(Collected data entries)
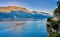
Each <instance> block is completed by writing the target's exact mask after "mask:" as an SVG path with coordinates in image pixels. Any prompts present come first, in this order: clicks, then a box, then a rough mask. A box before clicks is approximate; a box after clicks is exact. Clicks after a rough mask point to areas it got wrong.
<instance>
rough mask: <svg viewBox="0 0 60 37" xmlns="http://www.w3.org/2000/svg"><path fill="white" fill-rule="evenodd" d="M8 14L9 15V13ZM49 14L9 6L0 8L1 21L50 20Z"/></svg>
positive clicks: (20, 7) (13, 6)
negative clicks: (16, 20)
mask: <svg viewBox="0 0 60 37" xmlns="http://www.w3.org/2000/svg"><path fill="white" fill-rule="evenodd" d="M7 12H8V13H7ZM48 15H49V14H48V13H45V12H38V11H31V12H30V11H29V10H27V9H26V8H22V7H16V6H8V7H0V20H20V19H21V18H22V19H26V18H28V19H40V18H49V16H48Z"/></svg>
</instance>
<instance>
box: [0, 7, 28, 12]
mask: <svg viewBox="0 0 60 37" xmlns="http://www.w3.org/2000/svg"><path fill="white" fill-rule="evenodd" d="M11 10H13V11H24V12H29V11H28V10H27V9H26V8H22V7H17V6H8V7H0V12H10V11H11Z"/></svg>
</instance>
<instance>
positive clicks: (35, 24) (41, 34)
mask: <svg viewBox="0 0 60 37" xmlns="http://www.w3.org/2000/svg"><path fill="white" fill-rule="evenodd" d="M20 22H21V23H22V22H23V23H24V24H21V25H16V24H17V23H20ZM0 37H47V31H46V19H42V20H39V21H38V20H36V21H13V22H12V21H6V22H5V21H3V22H0Z"/></svg>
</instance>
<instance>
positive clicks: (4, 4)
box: [0, 0, 57, 12]
mask: <svg viewBox="0 0 60 37" xmlns="http://www.w3.org/2000/svg"><path fill="white" fill-rule="evenodd" d="M56 2H57V0H0V6H10V5H12V6H22V7H25V8H28V9H29V10H36V11H46V12H52V11H53V10H54V9H55V8H56V7H57V4H56Z"/></svg>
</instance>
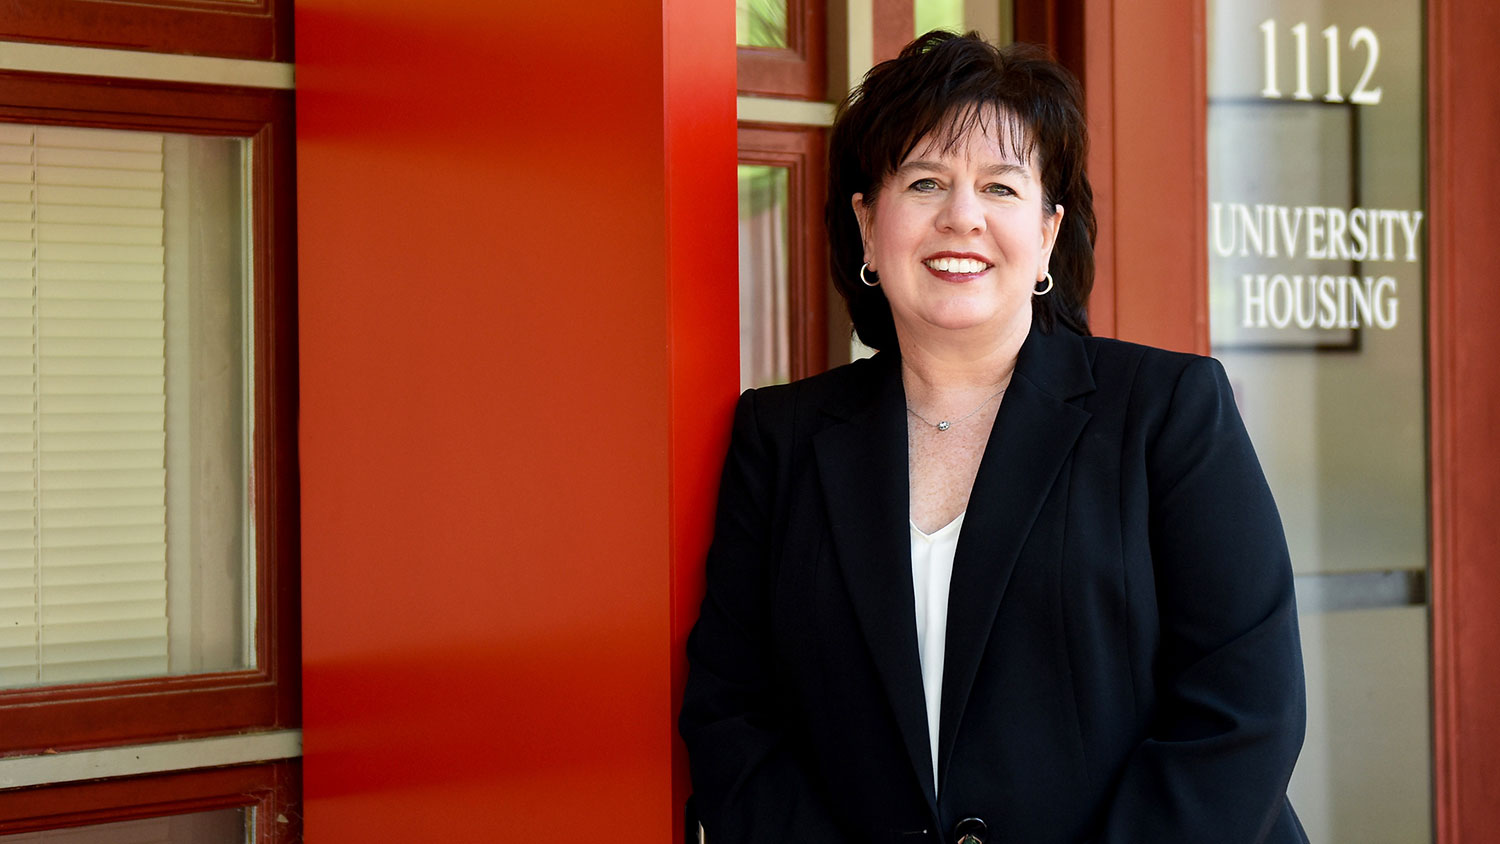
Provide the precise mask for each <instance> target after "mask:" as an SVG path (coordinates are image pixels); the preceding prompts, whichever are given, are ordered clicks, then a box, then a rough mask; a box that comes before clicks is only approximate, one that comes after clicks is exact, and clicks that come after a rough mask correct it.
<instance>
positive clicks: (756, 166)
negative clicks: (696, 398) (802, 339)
mask: <svg viewBox="0 0 1500 844" xmlns="http://www.w3.org/2000/svg"><path fill="white" fill-rule="evenodd" d="M786 205H787V168H784V166H768V165H741V166H739V387H741V388H742V390H744V388H750V387H765V385H766V384H783V382H786V381H790V378H792V345H790V304H789V286H790V256H789V255H787V231H786V223H787V213H786V211H787V207H786Z"/></svg>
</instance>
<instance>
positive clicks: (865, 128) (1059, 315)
mask: <svg viewBox="0 0 1500 844" xmlns="http://www.w3.org/2000/svg"><path fill="white" fill-rule="evenodd" d="M986 120H995V121H996V123H998V124H995V126H987V124H986V123H984V121H986ZM975 127H980V129H983V130H984V132H995V138H996V139H998V141H999V142H1001V144H1008V147H1010V150H1011V151H1013V153H1016V156H1017V157H1019V159H1020V160H1022V162H1031V160H1032V156H1037V165H1038V169H1040V171H1041V183H1043V192H1044V196H1043V208H1046V210H1050V208H1053V207H1056V205H1062V208H1064V217H1062V226H1061V229H1059V231H1058V241H1056V244H1055V246H1053V252H1052V264H1050V270H1052V276H1053V280H1055V283H1056V286H1055V289H1053V291H1052V292H1050V294H1049V295H1040V297H1032V307H1034V309H1035V310H1034V313H1035V321H1037V324H1038V325H1040V327H1041V328H1043V330H1044V331H1052V328H1053V325H1055V324H1058V322H1061V324H1064V325H1067V327H1068V328H1073V330H1074V331H1077V333H1080V334H1088V333H1089V318H1088V313H1086V310H1085V303H1086V301H1088V298H1089V291H1091V289H1094V238H1095V232H1097V223H1095V220H1094V189H1092V187H1089V177H1088V174H1085V169H1083V166H1085V160H1086V159H1088V154H1089V133H1088V127H1086V124H1085V114H1083V93H1082V90H1080V87H1079V81H1077V79H1076V78H1074V76H1073V73H1070V72H1068V70H1067V69H1065V67H1064V66H1062V64H1058V63H1056V61H1053V60H1052V57H1049V55H1047V52H1046V51H1044V49H1041V48H1040V46H1034V45H1029V43H1013V45H1008V46H995V45H992V43H989V42H986V40H984V39H983V37H981V36H980V33H969V34H965V36H959V34H954V33H950V31H942V30H933V31H930V33H927V34H924V36H921V37H918V39H916V40H913V42H912V43H909V45H906V48H904V49H901V54H900V55H897V57H895V58H891V60H889V61H882V63H879V64H876V66H874V67H873V69H871V70H870V72H868V73H865V76H864V81H862V82H861V84H859V87H856V88H855V90H853V91H850V93H849V97H847V99H846V100H844V102H843V103H841V105H840V106H838V115H837V118H835V120H834V129H832V136H831V138H829V142H828V207H826V208H825V211H823V216H825V220H826V223H828V238H829V250H828V253H829V265H831V270H832V277H834V286H837V288H838V292H840V294H841V295H843V297H844V303H846V304H847V306H849V316H850V319H853V328H855V333H858V336H859V340H861V342H864V343H865V345H867V346H873V348H876V349H886V348H895V324H894V322H892V321H891V306H889V303H888V301H886V300H885V294H883V292H882V291H880V288H877V286H876V288H870V286H865V285H862V283H859V265H861V264H864V246H862V243H861V240H859V225H858V220H856V219H855V214H853V210H852V208H850V204H849V201H850V196H853V195H855V193H864V196H865V202H874V201H876V199H877V196H876V195H877V192H879V189H880V183H882V181H883V180H885V177H886V175H889V174H891V172H895V169H897V168H898V166H900V163H901V162H903V160H906V156H909V154H910V153H912V150H913V148H915V147H916V144H918V142H921V141H922V138H927V136H929V135H932V133H933V132H939V130H941V132H945V136H942V138H939V142H942V144H947V147H948V148H953V147H956V145H957V144H960V142H962V141H963V136H965V135H968V132H971V130H972V129H975Z"/></svg>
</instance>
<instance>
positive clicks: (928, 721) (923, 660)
mask: <svg viewBox="0 0 1500 844" xmlns="http://www.w3.org/2000/svg"><path fill="white" fill-rule="evenodd" d="M963 516H965V514H963V513H960V514H959V517H957V519H954V520H953V522H950V523H948V525H945V526H942V528H938V529H936V531H933V532H932V534H924V532H921V529H919V528H918V526H916V523H915V522H912V592H913V594H915V595H916V655H918V658H919V660H921V664H922V691H924V693H926V696H927V738H929V741H930V742H932V757H933V790H936V789H938V715H939V712H941V705H942V658H944V648H945V643H947V637H948V586H950V583H951V580H953V555H954V552H956V550H957V549H959V529H960V528H963Z"/></svg>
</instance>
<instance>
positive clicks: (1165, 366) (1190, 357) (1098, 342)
mask: <svg viewBox="0 0 1500 844" xmlns="http://www.w3.org/2000/svg"><path fill="white" fill-rule="evenodd" d="M1083 343H1085V346H1086V348H1088V349H1089V360H1091V361H1092V364H1094V370H1095V372H1097V373H1098V372H1100V370H1119V369H1125V370H1130V372H1131V375H1133V378H1131V381H1133V382H1134V384H1136V385H1137V387H1142V385H1145V387H1151V385H1158V384H1164V385H1167V387H1173V385H1176V384H1178V382H1179V381H1182V379H1184V378H1185V376H1188V378H1191V376H1196V375H1197V373H1200V372H1202V373H1205V375H1209V373H1215V372H1217V373H1223V372H1224V367H1223V364H1220V361H1218V360H1215V358H1212V357H1206V355H1199V354H1193V352H1176V351H1172V349H1163V348H1158V346H1148V345H1145V343H1133V342H1128V340H1118V339H1113V337H1083Z"/></svg>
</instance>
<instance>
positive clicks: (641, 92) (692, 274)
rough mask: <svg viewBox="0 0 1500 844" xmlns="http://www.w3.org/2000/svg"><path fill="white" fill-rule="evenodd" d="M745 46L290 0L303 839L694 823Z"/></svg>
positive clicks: (429, 837)
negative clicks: (697, 576)
mask: <svg viewBox="0 0 1500 844" xmlns="http://www.w3.org/2000/svg"><path fill="white" fill-rule="evenodd" d="M718 6H723V7H721V9H720V7H718ZM732 21H733V18H732V10H730V7H729V6H727V4H693V3H688V1H685V0H666V1H664V3H663V1H661V0H655V1H651V3H648V1H636V3H631V1H624V0H619V1H606V0H579V1H574V3H565V4H544V3H490V1H487V0H468V1H463V0H434V1H428V3H410V1H407V0H297V13H296V25H297V55H299V63H297V168H299V228H300V231H299V246H300V258H299V273H300V276H299V285H300V294H299V309H300V310H299V321H300V354H302V367H300V369H302V423H300V448H302V460H303V466H302V480H303V496H302V501H303V519H302V529H303V558H302V565H303V631H305V633H303V675H305V678H303V690H305V708H303V711H305V753H306V756H305V775H306V814H308V823H306V829H308V840H309V841H318V843H320V844H339V843H345V841H347V843H356V841H359V843H362V844H363V843H366V841H444V843H466V841H475V843H478V841H484V843H492V841H543V840H550V838H558V837H564V838H565V837H574V835H577V837H607V838H609V840H610V841H640V843H660V841H666V840H667V837H669V835H672V834H673V831H676V829H678V828H679V819H681V814H679V813H681V807H679V801H681V798H682V795H684V787H682V783H684V780H682V772H681V763H679V756H678V754H675V751H673V741H675V739H673V730H672V718H673V715H675V700H676V696H675V688H678V685H679V682H681V664H679V657H678V654H679V645H681V637H682V636H684V634H685V627H687V624H690V621H691V613H693V612H694V609H696V591H697V589H699V585H697V571H699V570H700V555H702V549H703V547H705V546H706V534H708V528H709V519H711V507H712V492H714V478H715V477H717V463H718V460H720V459H721V454H723V441H724V429H726V424H727V414H729V408H730V403H732V397H733V393H735V384H736V367H735V349H736V340H735V337H736V330H735V319H736V306H735V301H736V288H735V265H736V261H735V241H733V238H735V177H733V157H735V126H733V88H735V85H733V22H732Z"/></svg>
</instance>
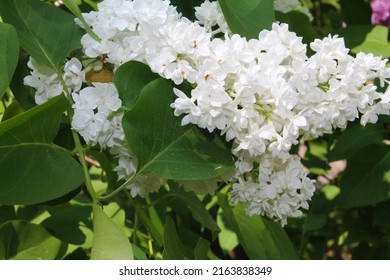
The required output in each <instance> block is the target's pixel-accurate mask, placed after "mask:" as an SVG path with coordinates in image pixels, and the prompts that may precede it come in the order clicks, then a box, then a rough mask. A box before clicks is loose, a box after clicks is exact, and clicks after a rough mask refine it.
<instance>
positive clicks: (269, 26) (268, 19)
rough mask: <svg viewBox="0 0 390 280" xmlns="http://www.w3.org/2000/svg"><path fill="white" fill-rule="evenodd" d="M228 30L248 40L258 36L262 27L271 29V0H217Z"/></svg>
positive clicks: (271, 20)
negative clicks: (228, 26) (219, 5)
mask: <svg viewBox="0 0 390 280" xmlns="http://www.w3.org/2000/svg"><path fill="white" fill-rule="evenodd" d="M218 2H219V5H220V6H221V9H222V12H223V14H224V16H225V19H226V22H227V23H228V25H229V27H230V30H231V31H233V33H237V34H240V35H241V36H243V37H246V38H247V39H248V40H249V39H253V38H258V37H259V32H260V31H261V30H263V29H268V30H269V29H271V27H272V23H273V22H275V12H274V7H273V1H270V0H241V1H237V0H218Z"/></svg>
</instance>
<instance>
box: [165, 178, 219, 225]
mask: <svg viewBox="0 0 390 280" xmlns="http://www.w3.org/2000/svg"><path fill="white" fill-rule="evenodd" d="M170 186H171V188H172V189H171V193H174V194H175V197H178V198H180V199H182V200H183V201H184V202H185V204H186V205H187V206H188V208H189V209H190V210H191V214H192V217H193V218H194V219H195V220H197V221H198V222H199V223H200V224H201V225H202V226H204V227H206V228H208V229H209V230H211V231H216V232H219V231H220V228H219V227H218V225H217V223H216V222H215V221H214V219H213V217H212V216H211V215H210V213H209V212H208V211H207V210H206V208H205V206H204V205H203V203H202V201H200V199H199V198H198V197H197V196H196V195H195V193H193V192H186V191H184V190H183V189H182V188H178V187H176V188H173V186H172V184H170Z"/></svg>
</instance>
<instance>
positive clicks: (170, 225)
mask: <svg viewBox="0 0 390 280" xmlns="http://www.w3.org/2000/svg"><path fill="white" fill-rule="evenodd" d="M183 252H184V248H183V244H182V242H181V240H180V237H179V234H178V233H177V230H176V225H175V222H174V221H173V220H172V218H171V217H170V216H167V218H166V221H165V227H164V259H167V260H183V259H185V256H184V253H183Z"/></svg>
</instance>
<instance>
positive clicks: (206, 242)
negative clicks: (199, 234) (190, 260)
mask: <svg viewBox="0 0 390 280" xmlns="http://www.w3.org/2000/svg"><path fill="white" fill-rule="evenodd" d="M209 250H210V242H209V241H208V240H206V239H204V238H202V237H199V239H198V242H197V243H196V245H195V248H194V259H195V260H207V254H208V252H209Z"/></svg>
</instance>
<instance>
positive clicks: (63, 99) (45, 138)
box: [0, 95, 69, 146]
mask: <svg viewBox="0 0 390 280" xmlns="http://www.w3.org/2000/svg"><path fill="white" fill-rule="evenodd" d="M68 107H69V102H68V100H67V99H66V98H65V96H63V95H60V96H57V97H54V98H52V99H51V100H49V101H48V102H46V103H43V104H42V105H39V106H36V107H34V108H32V109H31V110H28V111H26V112H24V113H22V114H20V115H17V116H16V117H13V118H11V119H9V120H6V121H4V122H2V123H0V146H6V145H14V144H21V143H50V142H51V141H52V140H53V139H54V137H55V136H56V135H57V132H58V128H59V125H60V121H61V116H62V113H63V112H64V111H65V110H66V109H67V108H68Z"/></svg>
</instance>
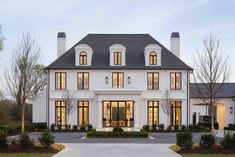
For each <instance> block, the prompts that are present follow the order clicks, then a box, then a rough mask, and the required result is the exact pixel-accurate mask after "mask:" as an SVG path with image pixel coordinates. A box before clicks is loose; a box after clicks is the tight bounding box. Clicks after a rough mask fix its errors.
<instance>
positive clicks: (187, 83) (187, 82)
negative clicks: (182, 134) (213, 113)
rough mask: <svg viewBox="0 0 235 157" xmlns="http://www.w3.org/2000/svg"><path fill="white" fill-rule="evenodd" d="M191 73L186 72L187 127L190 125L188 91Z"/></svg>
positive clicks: (189, 101) (189, 107) (188, 90)
mask: <svg viewBox="0 0 235 157" xmlns="http://www.w3.org/2000/svg"><path fill="white" fill-rule="evenodd" d="M191 72H192V71H190V70H188V72H187V126H189V124H190V119H191V118H190V116H191V114H190V113H191V112H190V111H191V108H190V98H189V91H190V73H191Z"/></svg>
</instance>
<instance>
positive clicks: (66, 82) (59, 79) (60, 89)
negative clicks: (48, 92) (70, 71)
mask: <svg viewBox="0 0 235 157" xmlns="http://www.w3.org/2000/svg"><path fill="white" fill-rule="evenodd" d="M58 74H60V77H59V80H60V83H59V87H57V75H58ZM61 74H65V78H64V79H65V80H64V83H65V85H64V89H62V81H61V80H62V75H61ZM66 88H67V73H66V72H55V90H66Z"/></svg>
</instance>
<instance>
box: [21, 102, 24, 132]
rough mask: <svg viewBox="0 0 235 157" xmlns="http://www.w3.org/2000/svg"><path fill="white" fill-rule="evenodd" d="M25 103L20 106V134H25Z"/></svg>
mask: <svg viewBox="0 0 235 157" xmlns="http://www.w3.org/2000/svg"><path fill="white" fill-rule="evenodd" d="M24 126H25V103H23V104H22V111H21V133H24V132H25V128H24Z"/></svg>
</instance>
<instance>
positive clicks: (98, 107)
mask: <svg viewBox="0 0 235 157" xmlns="http://www.w3.org/2000/svg"><path fill="white" fill-rule="evenodd" d="M97 105H98V123H97V128H96V130H97V131H100V130H102V101H98V104H97Z"/></svg>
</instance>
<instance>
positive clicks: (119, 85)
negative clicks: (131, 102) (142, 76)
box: [118, 73, 124, 88]
mask: <svg viewBox="0 0 235 157" xmlns="http://www.w3.org/2000/svg"><path fill="white" fill-rule="evenodd" d="M118 80H119V88H123V86H124V77H123V73H119V78H118Z"/></svg>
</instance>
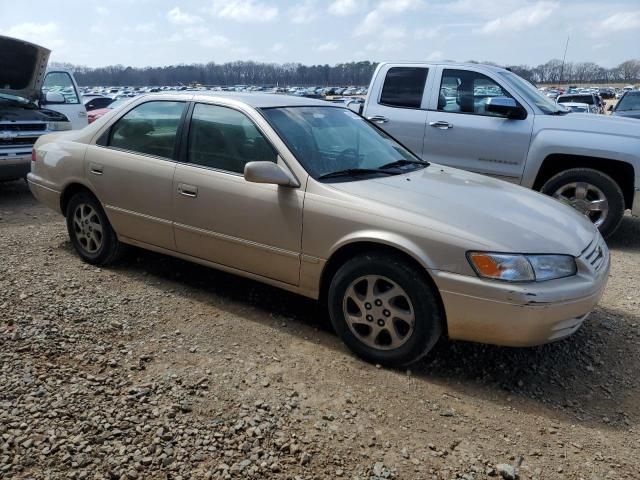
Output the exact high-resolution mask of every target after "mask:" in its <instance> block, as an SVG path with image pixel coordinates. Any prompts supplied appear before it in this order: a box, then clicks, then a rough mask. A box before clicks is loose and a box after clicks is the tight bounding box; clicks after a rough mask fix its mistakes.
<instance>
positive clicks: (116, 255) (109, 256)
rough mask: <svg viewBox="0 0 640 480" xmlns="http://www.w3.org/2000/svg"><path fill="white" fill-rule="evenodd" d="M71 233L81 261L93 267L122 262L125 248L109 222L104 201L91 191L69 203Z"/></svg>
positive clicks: (77, 251) (66, 212)
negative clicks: (123, 254) (105, 213)
mask: <svg viewBox="0 0 640 480" xmlns="http://www.w3.org/2000/svg"><path fill="white" fill-rule="evenodd" d="M65 216H66V219H67V231H68V232H69V238H70V239H71V243H72V244H73V248H74V249H75V250H76V252H77V253H78V255H79V256H80V258H82V260H83V261H85V262H87V263H90V264H92V265H108V264H111V263H114V262H115V261H116V260H118V259H119V258H120V257H121V256H122V254H123V252H124V250H125V246H124V245H123V244H122V243H120V242H119V241H118V237H117V236H116V233H115V232H114V230H113V228H112V227H111V223H109V219H108V218H107V215H106V214H105V213H104V210H103V208H102V205H100V202H99V201H98V200H97V199H96V197H94V196H93V195H92V194H91V193H89V192H79V193H76V194H75V195H74V196H73V197H71V199H70V200H69V203H68V204H67V211H66V214H65Z"/></svg>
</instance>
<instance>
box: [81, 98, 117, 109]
mask: <svg viewBox="0 0 640 480" xmlns="http://www.w3.org/2000/svg"><path fill="white" fill-rule="evenodd" d="M82 100H83V102H84V108H86V109H87V112H90V111H91V110H97V109H99V108H106V107H108V106H109V105H110V104H112V103H113V102H114V99H113V98H111V97H101V96H90V97H82Z"/></svg>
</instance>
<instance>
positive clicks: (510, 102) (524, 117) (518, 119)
mask: <svg viewBox="0 0 640 480" xmlns="http://www.w3.org/2000/svg"><path fill="white" fill-rule="evenodd" d="M486 110H487V112H492V113H497V114H499V115H504V116H505V117H507V118H510V119H512V120H524V119H525V118H527V111H526V110H525V109H524V108H522V107H520V106H519V105H518V104H517V103H516V101H515V100H514V99H513V98H510V97H491V98H488V99H487V106H486Z"/></svg>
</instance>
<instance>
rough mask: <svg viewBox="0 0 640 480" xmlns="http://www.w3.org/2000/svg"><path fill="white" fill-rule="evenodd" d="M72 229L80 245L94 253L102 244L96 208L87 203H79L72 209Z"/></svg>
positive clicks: (97, 213)
mask: <svg viewBox="0 0 640 480" xmlns="http://www.w3.org/2000/svg"><path fill="white" fill-rule="evenodd" d="M73 231H74V233H75V236H76V239H77V240H78V244H79V245H80V247H81V248H82V249H83V250H84V251H85V252H87V253H96V252H97V251H98V250H100V247H101V246H102V238H103V237H102V224H101V223H100V217H99V216H98V213H97V212H96V210H95V209H94V208H93V207H92V206H91V205H89V204H88V203H81V204H79V205H78V206H77V207H76V209H75V210H74V211H73Z"/></svg>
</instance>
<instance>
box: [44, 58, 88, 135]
mask: <svg viewBox="0 0 640 480" xmlns="http://www.w3.org/2000/svg"><path fill="white" fill-rule="evenodd" d="M42 91H43V92H45V93H46V92H57V93H61V94H62V96H63V97H64V103H55V104H44V106H45V107H46V108H48V109H49V110H55V111H56V112H60V113H62V114H63V115H65V116H66V117H67V118H68V119H69V122H71V128H72V129H73V130H77V129H80V128H84V127H86V126H87V124H88V120H87V109H86V108H85V106H84V104H83V103H82V99H81V98H80V94H79V93H78V85H77V84H76V81H75V79H74V78H73V76H72V75H71V74H70V73H69V72H67V71H64V70H59V71H58V70H51V71H48V72H47V74H46V75H45V78H44V84H43V87H42Z"/></svg>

Assignment: The answer must be the lines of the entries above, written out exactly from the first through the one with "positive clicks: (756, 166)", and no pictures.

Response to the task:
Each <instance> block is completed by writing the target's exact mask after "mask:" as an SVG path with coordinates in image pixels. Any prompts present come first, in this order: clicks, then a box, then a rough mask. A box before clicks is approximate; a box after clicks is exact. Clicks after a rough mask point to areas it got wrong.
<instance>
rough mask: <svg viewBox="0 0 60 37" xmlns="http://www.w3.org/2000/svg"><path fill="white" fill-rule="evenodd" d="M8 14L9 15V13ZM49 14L9 6L0 8L1 21L50 20Z"/></svg>
positive clicks: (20, 7) (13, 6)
negative clicks: (16, 20)
mask: <svg viewBox="0 0 60 37" xmlns="http://www.w3.org/2000/svg"><path fill="white" fill-rule="evenodd" d="M7 12H8V13H7ZM48 15H49V14H48V13H45V12H38V11H31V12H30V11H29V10H27V9H26V8H22V7H16V6H8V7H0V20H20V19H21V18H22V19H26V18H28V19H40V18H49V16H48Z"/></svg>
</instance>
<instance>
box: [0, 7, 28, 12]
mask: <svg viewBox="0 0 60 37" xmlns="http://www.w3.org/2000/svg"><path fill="white" fill-rule="evenodd" d="M11 10H13V11H24V12H29V11H28V10H27V9H26V8H22V7H17V6H8V7H0V12H10V11H11Z"/></svg>
</instance>
<instance>
positive clicks: (35, 24) (41, 34)
mask: <svg viewBox="0 0 60 37" xmlns="http://www.w3.org/2000/svg"><path fill="white" fill-rule="evenodd" d="M20 22H21V23H22V22H23V23H24V24H21V25H16V24H17V23H20ZM0 37H47V31H46V19H42V20H39V21H38V20H36V21H13V22H12V21H6V22H5V21H3V22H0Z"/></svg>
</instance>
<instance>
positive clicks: (4, 4)
box: [0, 0, 57, 12]
mask: <svg viewBox="0 0 60 37" xmlns="http://www.w3.org/2000/svg"><path fill="white" fill-rule="evenodd" d="M56 2H57V0H0V6H10V5H12V6H22V7H25V8H28V9H29V10H36V11H46V12H52V11H53V10H54V9H55V8H56V7H57V4H56Z"/></svg>
</instance>
Provide the precise mask for each <instance> target after "mask:" as an SVG path (coordinates are image pixels); the preceding prompts, whichever are given, are ordered clicks, then a box, then a rough mask; a box that comes before clicks is only approximate, one that comes after clicks is exact, and clicks that come after a rough mask correct it.
<instance>
positive clicks: (756, 166)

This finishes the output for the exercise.